Task to complete → Quote, without any change, the line that contains "on the rifle" and all lines that follow it to the end of the data below.

+ + + +

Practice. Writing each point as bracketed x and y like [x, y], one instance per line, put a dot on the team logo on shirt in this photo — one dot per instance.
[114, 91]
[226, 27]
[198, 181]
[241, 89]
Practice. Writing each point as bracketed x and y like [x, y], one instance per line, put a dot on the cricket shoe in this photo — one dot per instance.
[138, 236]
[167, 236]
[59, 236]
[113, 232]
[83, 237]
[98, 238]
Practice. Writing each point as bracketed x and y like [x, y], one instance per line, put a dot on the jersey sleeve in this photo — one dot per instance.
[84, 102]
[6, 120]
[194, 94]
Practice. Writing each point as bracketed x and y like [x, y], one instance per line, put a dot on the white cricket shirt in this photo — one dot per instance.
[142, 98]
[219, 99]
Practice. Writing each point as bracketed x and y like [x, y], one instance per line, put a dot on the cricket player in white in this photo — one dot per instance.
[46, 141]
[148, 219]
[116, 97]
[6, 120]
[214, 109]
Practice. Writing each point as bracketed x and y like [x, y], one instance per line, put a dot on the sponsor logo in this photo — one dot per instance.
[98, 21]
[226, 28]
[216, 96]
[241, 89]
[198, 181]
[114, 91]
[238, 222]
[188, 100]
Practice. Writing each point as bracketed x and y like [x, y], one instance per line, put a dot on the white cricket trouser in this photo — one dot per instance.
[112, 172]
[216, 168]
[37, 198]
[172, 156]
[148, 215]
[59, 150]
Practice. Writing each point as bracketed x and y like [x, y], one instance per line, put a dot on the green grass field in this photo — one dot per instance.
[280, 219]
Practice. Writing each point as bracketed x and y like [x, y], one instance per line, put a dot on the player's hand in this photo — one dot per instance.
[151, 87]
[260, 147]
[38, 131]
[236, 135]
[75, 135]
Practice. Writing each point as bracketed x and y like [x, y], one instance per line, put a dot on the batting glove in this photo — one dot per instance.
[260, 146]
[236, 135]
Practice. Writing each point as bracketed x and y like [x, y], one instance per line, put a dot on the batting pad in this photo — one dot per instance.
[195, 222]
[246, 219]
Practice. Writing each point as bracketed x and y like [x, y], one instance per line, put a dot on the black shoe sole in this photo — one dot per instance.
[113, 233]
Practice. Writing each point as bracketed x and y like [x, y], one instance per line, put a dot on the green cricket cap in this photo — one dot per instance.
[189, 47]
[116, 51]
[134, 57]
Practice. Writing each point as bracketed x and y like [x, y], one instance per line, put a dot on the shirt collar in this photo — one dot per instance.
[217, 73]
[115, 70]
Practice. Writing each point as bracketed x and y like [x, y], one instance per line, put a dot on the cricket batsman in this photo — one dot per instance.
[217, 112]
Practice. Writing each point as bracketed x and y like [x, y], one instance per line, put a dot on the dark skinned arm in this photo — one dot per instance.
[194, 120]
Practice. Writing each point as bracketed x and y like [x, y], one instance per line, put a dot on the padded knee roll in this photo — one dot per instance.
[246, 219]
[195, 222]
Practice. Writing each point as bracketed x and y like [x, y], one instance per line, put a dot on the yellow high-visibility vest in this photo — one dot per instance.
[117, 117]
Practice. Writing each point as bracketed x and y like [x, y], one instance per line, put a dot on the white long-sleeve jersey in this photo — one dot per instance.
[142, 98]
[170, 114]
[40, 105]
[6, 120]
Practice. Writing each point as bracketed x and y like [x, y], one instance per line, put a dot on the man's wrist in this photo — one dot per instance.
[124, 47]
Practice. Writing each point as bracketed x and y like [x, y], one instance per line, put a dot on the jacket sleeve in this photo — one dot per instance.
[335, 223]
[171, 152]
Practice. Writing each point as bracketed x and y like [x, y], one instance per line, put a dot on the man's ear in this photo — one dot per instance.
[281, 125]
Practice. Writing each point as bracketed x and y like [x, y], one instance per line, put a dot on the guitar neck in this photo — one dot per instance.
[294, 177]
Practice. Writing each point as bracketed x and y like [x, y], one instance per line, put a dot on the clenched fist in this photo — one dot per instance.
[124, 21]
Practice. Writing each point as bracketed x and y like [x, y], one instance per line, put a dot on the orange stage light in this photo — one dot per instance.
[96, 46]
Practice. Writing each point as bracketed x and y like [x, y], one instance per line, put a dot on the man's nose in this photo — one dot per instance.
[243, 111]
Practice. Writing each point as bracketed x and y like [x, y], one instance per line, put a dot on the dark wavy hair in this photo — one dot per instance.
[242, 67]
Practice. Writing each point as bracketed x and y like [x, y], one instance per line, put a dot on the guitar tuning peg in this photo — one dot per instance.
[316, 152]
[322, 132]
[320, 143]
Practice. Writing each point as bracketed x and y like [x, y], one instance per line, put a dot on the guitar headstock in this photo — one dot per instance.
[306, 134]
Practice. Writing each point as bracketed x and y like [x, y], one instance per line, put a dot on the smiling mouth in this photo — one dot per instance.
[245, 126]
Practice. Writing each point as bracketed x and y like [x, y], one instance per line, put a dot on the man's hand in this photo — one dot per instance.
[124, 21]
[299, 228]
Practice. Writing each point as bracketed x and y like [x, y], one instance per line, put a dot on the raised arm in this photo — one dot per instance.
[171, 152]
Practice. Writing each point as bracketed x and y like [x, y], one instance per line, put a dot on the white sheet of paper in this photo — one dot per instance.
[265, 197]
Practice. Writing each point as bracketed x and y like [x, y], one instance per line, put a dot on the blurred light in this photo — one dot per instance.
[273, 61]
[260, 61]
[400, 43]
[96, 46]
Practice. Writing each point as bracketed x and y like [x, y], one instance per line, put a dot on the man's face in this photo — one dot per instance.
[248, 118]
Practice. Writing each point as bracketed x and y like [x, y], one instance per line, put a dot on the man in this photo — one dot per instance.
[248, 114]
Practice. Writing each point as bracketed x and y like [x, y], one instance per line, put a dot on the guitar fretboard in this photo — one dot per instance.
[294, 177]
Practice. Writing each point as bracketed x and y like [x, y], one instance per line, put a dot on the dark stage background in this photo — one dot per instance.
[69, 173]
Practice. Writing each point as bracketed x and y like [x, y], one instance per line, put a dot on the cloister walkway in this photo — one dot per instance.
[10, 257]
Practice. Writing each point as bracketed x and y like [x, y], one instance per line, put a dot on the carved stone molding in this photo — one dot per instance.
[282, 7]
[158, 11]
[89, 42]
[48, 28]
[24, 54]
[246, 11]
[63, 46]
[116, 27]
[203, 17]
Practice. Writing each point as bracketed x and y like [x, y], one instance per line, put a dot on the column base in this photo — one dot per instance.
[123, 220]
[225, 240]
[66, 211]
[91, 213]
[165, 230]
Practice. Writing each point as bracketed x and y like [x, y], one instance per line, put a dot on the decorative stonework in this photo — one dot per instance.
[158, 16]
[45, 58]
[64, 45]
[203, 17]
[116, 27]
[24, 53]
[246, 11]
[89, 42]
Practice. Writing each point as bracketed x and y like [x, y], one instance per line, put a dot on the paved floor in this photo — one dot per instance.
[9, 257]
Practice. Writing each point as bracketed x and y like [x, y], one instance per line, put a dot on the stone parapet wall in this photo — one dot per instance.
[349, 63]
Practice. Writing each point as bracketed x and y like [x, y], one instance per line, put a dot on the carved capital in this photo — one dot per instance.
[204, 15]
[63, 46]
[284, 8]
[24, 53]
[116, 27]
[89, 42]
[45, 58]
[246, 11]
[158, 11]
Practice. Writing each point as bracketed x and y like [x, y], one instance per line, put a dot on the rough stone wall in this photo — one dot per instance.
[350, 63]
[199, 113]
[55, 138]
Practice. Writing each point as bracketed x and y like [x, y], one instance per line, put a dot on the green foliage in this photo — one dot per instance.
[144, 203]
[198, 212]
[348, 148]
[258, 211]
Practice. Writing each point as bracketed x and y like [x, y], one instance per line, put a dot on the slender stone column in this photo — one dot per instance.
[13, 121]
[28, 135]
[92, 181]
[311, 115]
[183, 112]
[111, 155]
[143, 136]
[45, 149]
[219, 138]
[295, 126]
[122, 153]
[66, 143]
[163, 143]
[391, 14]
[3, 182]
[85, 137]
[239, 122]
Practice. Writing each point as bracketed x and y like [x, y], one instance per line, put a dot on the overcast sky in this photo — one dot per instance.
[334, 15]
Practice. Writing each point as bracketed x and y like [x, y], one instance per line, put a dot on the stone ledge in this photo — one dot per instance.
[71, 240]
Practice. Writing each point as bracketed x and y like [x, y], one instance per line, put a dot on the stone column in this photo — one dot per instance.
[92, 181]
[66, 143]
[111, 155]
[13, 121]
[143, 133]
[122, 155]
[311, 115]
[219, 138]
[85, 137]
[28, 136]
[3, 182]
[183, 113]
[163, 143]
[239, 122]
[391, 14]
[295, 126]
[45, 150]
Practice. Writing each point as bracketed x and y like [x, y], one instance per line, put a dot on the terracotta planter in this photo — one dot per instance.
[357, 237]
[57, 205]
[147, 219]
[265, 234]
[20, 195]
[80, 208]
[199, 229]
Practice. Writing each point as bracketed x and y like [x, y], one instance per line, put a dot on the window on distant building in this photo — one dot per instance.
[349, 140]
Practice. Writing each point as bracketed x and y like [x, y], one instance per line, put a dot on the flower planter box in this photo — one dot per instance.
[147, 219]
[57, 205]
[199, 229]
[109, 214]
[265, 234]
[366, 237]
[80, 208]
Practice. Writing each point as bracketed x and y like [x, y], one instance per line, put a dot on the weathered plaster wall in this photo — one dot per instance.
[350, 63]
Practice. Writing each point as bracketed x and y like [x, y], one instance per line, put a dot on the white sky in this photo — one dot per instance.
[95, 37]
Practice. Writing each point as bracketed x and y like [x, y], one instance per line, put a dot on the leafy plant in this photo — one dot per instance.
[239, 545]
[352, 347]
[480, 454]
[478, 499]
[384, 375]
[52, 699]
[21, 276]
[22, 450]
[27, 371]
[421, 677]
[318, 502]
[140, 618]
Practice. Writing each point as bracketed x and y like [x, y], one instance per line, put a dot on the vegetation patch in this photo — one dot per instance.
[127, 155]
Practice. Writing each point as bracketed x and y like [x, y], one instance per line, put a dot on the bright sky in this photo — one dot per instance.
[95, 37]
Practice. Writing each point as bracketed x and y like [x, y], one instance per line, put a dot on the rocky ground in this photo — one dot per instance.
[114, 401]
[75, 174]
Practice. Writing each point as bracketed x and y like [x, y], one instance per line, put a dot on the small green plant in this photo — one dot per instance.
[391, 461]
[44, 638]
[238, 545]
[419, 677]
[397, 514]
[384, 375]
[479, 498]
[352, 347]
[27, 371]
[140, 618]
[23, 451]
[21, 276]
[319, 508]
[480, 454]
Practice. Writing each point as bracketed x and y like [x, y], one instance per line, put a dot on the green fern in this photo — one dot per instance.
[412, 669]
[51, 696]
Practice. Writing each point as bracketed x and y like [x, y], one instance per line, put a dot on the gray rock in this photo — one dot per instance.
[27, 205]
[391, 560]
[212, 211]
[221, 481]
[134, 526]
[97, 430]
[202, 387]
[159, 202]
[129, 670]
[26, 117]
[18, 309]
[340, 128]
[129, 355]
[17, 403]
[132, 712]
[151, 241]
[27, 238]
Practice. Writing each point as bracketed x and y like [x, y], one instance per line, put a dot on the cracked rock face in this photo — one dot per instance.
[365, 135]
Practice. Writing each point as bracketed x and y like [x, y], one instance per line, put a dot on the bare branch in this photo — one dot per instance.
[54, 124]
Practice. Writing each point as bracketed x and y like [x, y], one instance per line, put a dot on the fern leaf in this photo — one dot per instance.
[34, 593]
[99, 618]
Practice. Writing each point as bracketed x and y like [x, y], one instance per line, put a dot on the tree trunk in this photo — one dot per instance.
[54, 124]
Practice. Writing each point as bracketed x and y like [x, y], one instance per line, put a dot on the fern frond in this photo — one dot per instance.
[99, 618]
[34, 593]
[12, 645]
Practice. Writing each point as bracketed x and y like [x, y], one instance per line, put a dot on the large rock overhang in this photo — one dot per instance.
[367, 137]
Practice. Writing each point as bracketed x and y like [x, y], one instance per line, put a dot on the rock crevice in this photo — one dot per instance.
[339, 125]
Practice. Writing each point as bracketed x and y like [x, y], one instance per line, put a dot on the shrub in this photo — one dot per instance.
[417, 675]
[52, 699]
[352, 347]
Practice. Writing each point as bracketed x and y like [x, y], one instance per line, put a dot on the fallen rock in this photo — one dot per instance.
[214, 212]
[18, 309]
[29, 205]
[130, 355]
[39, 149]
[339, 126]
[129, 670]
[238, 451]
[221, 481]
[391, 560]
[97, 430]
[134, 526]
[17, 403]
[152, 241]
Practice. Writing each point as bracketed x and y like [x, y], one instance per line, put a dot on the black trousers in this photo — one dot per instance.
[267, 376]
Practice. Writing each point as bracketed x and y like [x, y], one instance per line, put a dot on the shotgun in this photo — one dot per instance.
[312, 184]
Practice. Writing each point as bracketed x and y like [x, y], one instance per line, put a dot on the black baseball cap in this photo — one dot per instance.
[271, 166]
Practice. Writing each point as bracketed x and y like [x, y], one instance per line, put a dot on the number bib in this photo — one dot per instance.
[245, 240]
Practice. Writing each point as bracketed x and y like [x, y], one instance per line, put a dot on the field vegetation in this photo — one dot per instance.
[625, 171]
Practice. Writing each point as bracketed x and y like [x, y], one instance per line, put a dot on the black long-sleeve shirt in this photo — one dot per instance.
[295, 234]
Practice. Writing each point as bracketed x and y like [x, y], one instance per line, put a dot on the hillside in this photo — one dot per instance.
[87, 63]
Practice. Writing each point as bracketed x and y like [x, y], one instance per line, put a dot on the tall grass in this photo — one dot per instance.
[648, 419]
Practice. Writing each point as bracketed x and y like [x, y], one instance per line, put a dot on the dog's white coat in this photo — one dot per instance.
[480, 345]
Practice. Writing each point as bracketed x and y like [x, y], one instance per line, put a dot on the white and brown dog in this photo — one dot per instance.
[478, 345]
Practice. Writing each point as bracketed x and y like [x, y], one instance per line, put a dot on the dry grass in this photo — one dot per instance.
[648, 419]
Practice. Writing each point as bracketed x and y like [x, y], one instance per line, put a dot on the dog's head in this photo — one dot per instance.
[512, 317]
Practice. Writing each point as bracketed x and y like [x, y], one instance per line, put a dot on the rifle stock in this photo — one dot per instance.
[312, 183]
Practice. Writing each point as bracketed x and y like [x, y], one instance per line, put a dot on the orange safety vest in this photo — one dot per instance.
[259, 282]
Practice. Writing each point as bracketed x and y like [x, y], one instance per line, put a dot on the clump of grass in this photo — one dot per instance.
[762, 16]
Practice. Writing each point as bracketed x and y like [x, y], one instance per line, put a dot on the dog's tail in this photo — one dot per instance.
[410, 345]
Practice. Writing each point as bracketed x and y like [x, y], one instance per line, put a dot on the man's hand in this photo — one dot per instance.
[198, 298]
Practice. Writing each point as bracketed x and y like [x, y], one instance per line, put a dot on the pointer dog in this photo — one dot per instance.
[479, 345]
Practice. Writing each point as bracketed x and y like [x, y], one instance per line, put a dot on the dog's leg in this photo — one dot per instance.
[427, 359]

+ + + +

Output of the exercise →
Practice. Writing each point as bracketed x and y like [x, y], one instance per line, put a dot on the rifle stock in this photo — one dot per instance.
[312, 183]
Practice. Writing each point as bracketed x and y like [x, y], one instance per line, put a dot on the orange safety vest in this photo — one dot per instance.
[259, 282]
Practice. Writing each point as bracketed x and y like [x, y], one instance per line, put a dot on the clump of grass in this photo — one dot per instance.
[762, 16]
Practice. Writing each point as bracketed x and y like [x, y], one instance per line, put a dot on the dog's tail in this photo — one dot per instance.
[410, 345]
Practice. Writing each point as bracketed x and y like [x, y], one instance per line, put a dot on the man's hand in this photo — one dot per instance.
[198, 298]
Practice. Writing each point as bracketed x and y like [x, y], one instance per line, put a dot on the pointer dog in this photo — one dot per instance.
[479, 345]
Practice. Writing each point as bracketed x and y like [x, y], one instance per line, put a dot on the dog's leg in this photo — one dot per instance.
[427, 359]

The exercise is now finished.